● Exercise passage
-=-=-=-=-

The school of allied health is committed to ensuring that students appreciate the academic programs taught within the school, it is on that basis that Allied health faculty headed by the Dean Dr.Lisa Nkatha Micheni and Mr. Lonny Titus engaged the school in exploring real-world applications with Field Visits to Bugolobi Water and Sewerage Authority, GABA Water Treatment Plant, Nakawa Plastics and Recycling Center, and Soweto Slums in Uganda. These visits provided a unique platform for students enrolled in the Allied health programs, specifically those pursuing a Diploma in clinical medicine and community health (2.1, 2.2, and 3.1), to witness first hand the practical application of classroom theory.
Our journey began on May 8th to Bugolobi National Water and Sewerage Authority, where we delved into the intricacies of sewage manipulation. The same day, we explored the Gaba Water Treatment Plant, gaining valuable insights into the comprehensive process of water collection, treatment, filtration, and distribution to the community.
Continuing our exploration on May 9th, we conducted a community visit in Soweto slums, engaging with residents and observing their unique methods of utensil cleaning, drying, family planning, and waste disposal. This immersive experience shed light on the challenges and innovative practices employed by the community.
Our study concluded on May 10th with a visit to Nakawa Plastics Recycling Center, where we delved into the collection and recycling of different plastic materials. This enlightening experience emphasized the importance of environmental preservation and recycling for both ecological sustainability and business purposes.
The field study was a testament to the interdisciplinary nature of allied health sciences environmental studies, which encompasses the development of skills and knowledge necessary for fostering human health in a healthy natural environment and creating a more sustainable world. By integrating natural sciences, social sciences, and humanities, the program equips students to comprehend and address the intricate challenges presented by environmental issues.

-=-=-=-=-

Stored data entries
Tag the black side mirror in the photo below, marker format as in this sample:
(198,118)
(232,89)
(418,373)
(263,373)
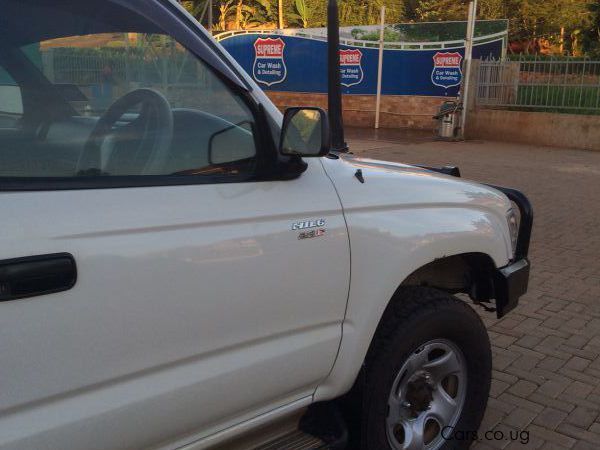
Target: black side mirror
(305,133)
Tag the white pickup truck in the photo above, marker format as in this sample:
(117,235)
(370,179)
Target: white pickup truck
(182,267)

-=-=-=-=-

● Questions on the material
(A) In the field visit report, reproduce the text between "The field study" and "by environmental issues.", inclusive.
(B) According to the field visit report, why did the allied health faculty take students on the field visits? Answer in one to three sentences.
(C) Continue the field visit report from where it stops.

● Outputs for the tasks
(A)
The field study was a testament to the interdisciplinary nature of allied health sciences environmental studies, which encompasses the development of skills and knowledge necessary for fostering human health in a healthy natural environment and creating a more sustainable world. By integrating natural sciences, social sciences, and humanities, the program equips students to comprehend and address the intricate challenges presented by environmental issues.

(B) The school of allied health is committed to ensuring that students appreciate the academic programs it teaches, and the faculty organized the visits on that basis. The visits let students in the Diploma in clinical medicine and community health programs see firsthand how classroom theory is applied in practice.

(C)
We express our sincere gratitude to the Almighty God for granting us good health and enabling the successful completion of this enriching field study. Furthermore, we extend our heartfelt thanks to the management of King Ceasor University for their unwavering support, and excellent organization throughout the entire journey.
By: Maniragaba Deus & Abeneitwe Brainy
On the morning of Monday, May 15th, 2022, I left my room at an astonishing speed, even before the hens had awakened. I was rushing to catch up with a van heading to Kayunga district referral hospital for COBERMS. My pace was as fast as a deer, and only a bolt of lightning could have competed with my swiftness.
My eagerness to explore the village I had heard so much about couldn’t be contained until we reached Kayunga. It felt like embarking on a journey to a new universe, one that my friends from outside Uganda might have only seen in Marvel movies. The van ride to Kayunga was not only adventurous but also enjoyable. We marveled at the lush green fields and tall trees seemingly racing to keep up with the van. Although no children were present to question why the trees were following us, it added to the whimsical atmosphere.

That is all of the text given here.